Text shown:
******

When I read my first few sales books, I would put a vanilla scent in the kitchen to evoke memories of baked goods, perhaps when you were a child and, you know, your folks would bring back a little baked treats. I would put a lavender scent or a similar scent in the lounge to evoke perhaps being in a meadow or in some other really relaxing place. And so, yes, the point is that you can take all of these little tools that we have as game designers and apply them to any experience that you're trying to design. All right. So Rahul, you've talked about a lot of very nuanced and incredibly well thought out elements of the product here. Toward the end of the show, we always like to

give guests an opportunity to talk about where people can go and check out the work of the person who's been interviewed. So what do you want to say to listeners? Well, thank you, Ben. What I would say is for folks who have listened to this, maybe they're excited to try superhuman or they have an email problem and they really wish that they could get through their inbox twice as fast as before, sustainably hit inbox zero, head to superhuman.com, sign up there. We do have a big waitlist. It's more than 350,000 people at this point. But what I shall say is that for listeners of this podcast, members of the acquired community, I would be more than happy to jump you to the front of the line

when you sign up in the box where it says, how did you find out or hear about superhuman? Just enter the acquired podcast and we'll make sure that we skip you to the front of the line and get you onboarded as rapidly as we can. Sweet. Love that, Rahul. Thank you. All right, listeners. Now is a great time to talk about one of our favorite companies, Statsig. Yes, long time acquired partner. There is a reason why the best product teams at companies like OpenAI and Notion, Atlassian, Figma, Rippling, Brex, and more rely on Statsig, whether they are iterating on their core product features or shipping AI-powered experiences at scale.

******

Parts of the exercise:
[a] Please list the companies the transcript names as relying on Statsig.
[b] Repeat word for word the part of the transcript that opens with the words containing "when you sign" and closes with "experiences at scale.".

******

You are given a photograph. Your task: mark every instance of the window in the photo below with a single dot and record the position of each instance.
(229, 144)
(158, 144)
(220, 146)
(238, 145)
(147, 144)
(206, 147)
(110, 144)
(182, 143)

******

Solutions per task:
[a] OpenAI, Notion, Atlassian, Figma, Rippling, Brex

[b]
when you sign up in the box where it says, how did you find out or hear about superhuman? Just enter the acquired podcast and we'll make sure that we skip you to the front of the line and get you onboarded as rapidly as we can. Sweet. Love that, Rahul. Thank you. All right, listeners. Now is a great time to talk about one of our favorite companies, Statsig. Yes, long time acquired partner. There is a reason why the best product teams at companies like OpenAI and Notion, Atlassian, Figma, Rippling, Brex, and more rely on Statsig, whether they are iterating on their core product features or shipping AI-powered experiences at scale.